Keystone Ranch Jan. 29 1901

DARLING LITTLE ETHEL:

You would be much amused with the animals round the ranch. The most
thoroughly independent and self-possessed of them is a large white pig
which we have christened Maude. She goes everywhere at her own will;
she picks up scraps from the dogs who bay dismally at her but know
they have no right to kill her; and then she eats the green alfalfa
hay from the two milch cows who live in the big corral with the
horses. One of the dogs has just had a litter of puppies; you would
love them with their little wrinkled noses and squeaky voices.

ADVICE AND NEWS

Oyster Bay May 7th 1901

BLESSED TED:

It was the greatest fun seeing you and I really had a satisfactory
time with you and came away feeling that you were doing well. I am
entirely satisfied with your standing both in your studies and in
athletics. I want you to do well in your sports and I want even more
to have you do well with your books; but I do not expect you to stand
first in either if so to stand could cause you overwork and hurt your
health. I always believe in going hard at everything whether it is
Latin or mathematics boxing or football but at the same time I want
to keep the sense of proportion. It is never worth while to absolutely
exhaust one's self or to take big chances unless for an adequate
object. I want you to keep in training the faculties which would make
you if the need arose able to put your last ounce of pluck and
strength into a contest. But I do not want you to squander these
qualities. To have you play football as well as you do and make a
good name in boxing and wrestling and be cox of your second crew and
stand second or third in your class in the studies is all right. I
should be rather sorry to see you drop too near the middle of your
class because as you cannot enter college until you are nineteen
and will therefore be a year later in entering life I want you to be
prepared in the best possible way so as to make up for the delay. But
I know that all you can do you will do to keep substantially the
position in the class that you have so far kept and I have entire
trust in you for you have always deserved it.

════════════════════

* [WORK TO DO]:
a – Decide whether each statement agrees with the letters, answering yes or no and quoting the words of the letters that settle it: (i) The white pig on the ranch is called Maude. (ii) The two milch cows share the big corral with the horses. (iii) The writer expects Ted to stand first in his studies.
b – Quote the letters word for word, beginning at the words that have "You would be" and stopping after "and squeaky voices.".
Use only the letters to respond.

════════════════════

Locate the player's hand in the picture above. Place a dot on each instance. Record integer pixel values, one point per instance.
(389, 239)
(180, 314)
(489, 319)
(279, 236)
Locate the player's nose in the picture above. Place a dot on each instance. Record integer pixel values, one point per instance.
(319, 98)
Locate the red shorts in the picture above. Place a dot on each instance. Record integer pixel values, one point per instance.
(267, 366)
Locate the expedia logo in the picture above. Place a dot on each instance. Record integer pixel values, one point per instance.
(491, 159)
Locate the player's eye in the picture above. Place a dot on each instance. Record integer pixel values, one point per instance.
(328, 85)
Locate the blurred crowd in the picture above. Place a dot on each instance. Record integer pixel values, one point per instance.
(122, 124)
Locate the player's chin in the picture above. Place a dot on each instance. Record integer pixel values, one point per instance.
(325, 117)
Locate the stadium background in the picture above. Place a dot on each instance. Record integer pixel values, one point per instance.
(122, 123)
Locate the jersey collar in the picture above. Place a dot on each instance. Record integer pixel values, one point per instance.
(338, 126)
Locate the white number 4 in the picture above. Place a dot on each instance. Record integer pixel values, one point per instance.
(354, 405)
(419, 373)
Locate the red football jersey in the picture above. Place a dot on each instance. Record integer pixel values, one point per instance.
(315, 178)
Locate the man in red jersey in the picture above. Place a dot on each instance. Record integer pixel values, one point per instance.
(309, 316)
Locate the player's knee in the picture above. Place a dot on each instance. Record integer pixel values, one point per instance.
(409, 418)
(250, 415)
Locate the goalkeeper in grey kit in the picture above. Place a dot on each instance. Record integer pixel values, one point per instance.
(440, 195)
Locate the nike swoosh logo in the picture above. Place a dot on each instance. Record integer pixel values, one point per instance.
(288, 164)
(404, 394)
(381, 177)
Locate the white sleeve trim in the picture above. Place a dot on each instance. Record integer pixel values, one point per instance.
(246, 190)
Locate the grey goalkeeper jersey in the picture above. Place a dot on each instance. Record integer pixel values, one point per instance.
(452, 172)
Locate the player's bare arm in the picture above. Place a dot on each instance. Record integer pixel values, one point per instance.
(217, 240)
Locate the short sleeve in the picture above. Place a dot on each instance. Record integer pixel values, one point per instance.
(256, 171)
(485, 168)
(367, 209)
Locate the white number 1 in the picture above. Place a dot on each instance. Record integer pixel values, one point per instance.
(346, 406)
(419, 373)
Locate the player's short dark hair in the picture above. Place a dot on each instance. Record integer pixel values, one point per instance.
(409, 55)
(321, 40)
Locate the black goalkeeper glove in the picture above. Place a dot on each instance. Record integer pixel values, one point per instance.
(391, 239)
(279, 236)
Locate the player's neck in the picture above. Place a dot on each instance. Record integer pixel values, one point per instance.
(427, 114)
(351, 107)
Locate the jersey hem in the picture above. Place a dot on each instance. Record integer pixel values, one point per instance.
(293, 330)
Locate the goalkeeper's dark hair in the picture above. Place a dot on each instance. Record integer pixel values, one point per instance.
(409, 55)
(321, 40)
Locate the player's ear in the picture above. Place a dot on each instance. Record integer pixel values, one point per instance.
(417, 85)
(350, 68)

════════════════════

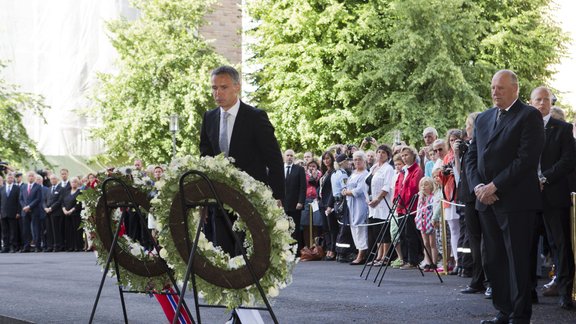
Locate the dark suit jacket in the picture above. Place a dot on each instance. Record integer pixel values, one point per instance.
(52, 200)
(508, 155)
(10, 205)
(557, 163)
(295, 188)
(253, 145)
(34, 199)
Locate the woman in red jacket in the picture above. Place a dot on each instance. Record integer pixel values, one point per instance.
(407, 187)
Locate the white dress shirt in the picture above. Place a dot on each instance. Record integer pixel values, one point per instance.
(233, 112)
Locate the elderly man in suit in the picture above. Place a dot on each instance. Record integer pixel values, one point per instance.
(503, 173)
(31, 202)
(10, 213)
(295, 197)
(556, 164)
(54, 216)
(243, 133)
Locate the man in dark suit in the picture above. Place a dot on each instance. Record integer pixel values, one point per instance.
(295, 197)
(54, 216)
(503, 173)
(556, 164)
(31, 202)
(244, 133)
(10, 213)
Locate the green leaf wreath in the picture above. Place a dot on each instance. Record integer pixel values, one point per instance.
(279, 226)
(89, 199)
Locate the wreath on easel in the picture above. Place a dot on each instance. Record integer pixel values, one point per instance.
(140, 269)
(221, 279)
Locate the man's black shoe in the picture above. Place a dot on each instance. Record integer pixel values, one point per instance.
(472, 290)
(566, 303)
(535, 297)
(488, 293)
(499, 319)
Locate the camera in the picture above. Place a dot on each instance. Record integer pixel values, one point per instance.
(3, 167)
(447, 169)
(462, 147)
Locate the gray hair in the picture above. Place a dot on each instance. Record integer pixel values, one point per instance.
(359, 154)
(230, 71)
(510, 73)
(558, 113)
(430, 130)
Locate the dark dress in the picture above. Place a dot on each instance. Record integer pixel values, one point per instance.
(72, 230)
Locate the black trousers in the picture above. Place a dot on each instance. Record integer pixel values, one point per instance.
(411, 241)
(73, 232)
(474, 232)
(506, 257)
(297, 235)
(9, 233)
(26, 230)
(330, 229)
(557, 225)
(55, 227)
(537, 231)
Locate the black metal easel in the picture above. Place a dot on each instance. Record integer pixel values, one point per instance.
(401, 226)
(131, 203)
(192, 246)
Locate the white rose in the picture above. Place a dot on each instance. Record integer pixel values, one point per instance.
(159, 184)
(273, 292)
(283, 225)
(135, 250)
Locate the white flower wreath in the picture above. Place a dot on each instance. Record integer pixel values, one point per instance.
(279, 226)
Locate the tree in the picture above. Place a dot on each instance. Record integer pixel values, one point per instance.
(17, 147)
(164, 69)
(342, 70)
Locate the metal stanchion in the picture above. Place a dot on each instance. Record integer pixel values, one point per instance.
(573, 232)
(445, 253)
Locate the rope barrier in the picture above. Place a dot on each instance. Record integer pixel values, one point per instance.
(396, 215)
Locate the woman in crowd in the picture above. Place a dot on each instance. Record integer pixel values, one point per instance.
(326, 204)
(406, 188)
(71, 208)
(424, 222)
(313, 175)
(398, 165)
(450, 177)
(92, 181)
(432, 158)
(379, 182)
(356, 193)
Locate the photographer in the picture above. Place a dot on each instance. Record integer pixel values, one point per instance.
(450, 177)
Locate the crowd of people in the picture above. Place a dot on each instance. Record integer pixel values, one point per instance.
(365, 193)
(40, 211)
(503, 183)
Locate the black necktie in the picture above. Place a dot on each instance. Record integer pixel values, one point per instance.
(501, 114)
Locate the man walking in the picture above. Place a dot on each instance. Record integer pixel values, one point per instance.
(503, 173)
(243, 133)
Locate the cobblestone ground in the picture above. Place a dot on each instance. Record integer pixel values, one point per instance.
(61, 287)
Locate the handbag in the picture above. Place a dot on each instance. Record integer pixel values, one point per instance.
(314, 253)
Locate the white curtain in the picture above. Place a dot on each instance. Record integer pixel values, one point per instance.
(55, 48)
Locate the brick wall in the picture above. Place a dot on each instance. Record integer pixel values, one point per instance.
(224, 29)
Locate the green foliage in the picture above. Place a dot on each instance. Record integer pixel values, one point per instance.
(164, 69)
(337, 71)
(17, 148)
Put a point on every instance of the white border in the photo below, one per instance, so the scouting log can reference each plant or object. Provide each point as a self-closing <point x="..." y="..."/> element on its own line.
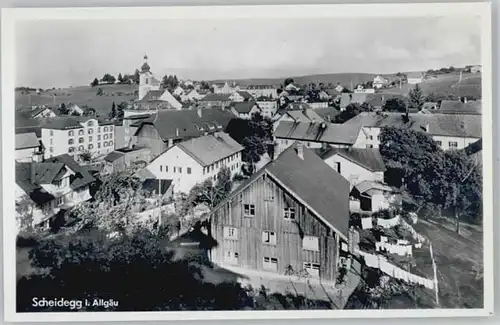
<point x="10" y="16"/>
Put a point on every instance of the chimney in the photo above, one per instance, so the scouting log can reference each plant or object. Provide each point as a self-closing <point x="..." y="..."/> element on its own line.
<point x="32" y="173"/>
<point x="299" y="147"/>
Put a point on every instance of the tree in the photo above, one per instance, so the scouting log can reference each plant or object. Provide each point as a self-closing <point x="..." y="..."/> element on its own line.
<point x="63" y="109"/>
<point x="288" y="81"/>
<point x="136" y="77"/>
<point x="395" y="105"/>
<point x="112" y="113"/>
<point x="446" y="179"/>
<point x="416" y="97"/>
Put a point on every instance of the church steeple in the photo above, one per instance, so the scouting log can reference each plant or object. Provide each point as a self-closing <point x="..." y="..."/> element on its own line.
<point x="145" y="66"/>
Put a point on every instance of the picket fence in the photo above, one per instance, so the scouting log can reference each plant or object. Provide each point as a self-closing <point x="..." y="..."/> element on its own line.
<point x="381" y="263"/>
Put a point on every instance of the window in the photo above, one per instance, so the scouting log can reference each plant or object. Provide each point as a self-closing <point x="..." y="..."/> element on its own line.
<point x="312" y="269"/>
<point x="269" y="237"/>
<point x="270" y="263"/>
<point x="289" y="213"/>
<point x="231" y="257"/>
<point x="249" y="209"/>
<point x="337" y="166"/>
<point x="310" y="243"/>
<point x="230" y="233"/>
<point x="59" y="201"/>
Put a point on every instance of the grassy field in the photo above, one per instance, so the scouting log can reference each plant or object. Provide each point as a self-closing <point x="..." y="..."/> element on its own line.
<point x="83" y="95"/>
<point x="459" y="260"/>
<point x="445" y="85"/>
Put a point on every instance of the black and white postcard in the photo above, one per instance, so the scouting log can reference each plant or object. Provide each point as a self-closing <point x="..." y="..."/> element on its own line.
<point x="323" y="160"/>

════════════════════

* [PER-TASK ANSWERS]:
a –
(i) Yes: "a large white pig which we have christened Maude"
(ii) Yes: "the two milch cows who live in the big corral with the horses"
(iii) No: "I do not expect you to stand first in either if so to stand could cause you overwork and hurt your health"

b –
You would be much amused with the animals round the ranch. The most
thoroughly independent and self-possessed of them is a large white pig
which we have christened Maude. She goes everywhere at her own will;
she picks up scraps from the dogs who bay dismally at her but know
they have no right to kill her; and then she eats the green alfalfa
hay from the two milch cows who live in the big corral with the
horses. One of the dogs has just had a litter of puppies; you would
love them with their little wrinkled noses and squeaky voices.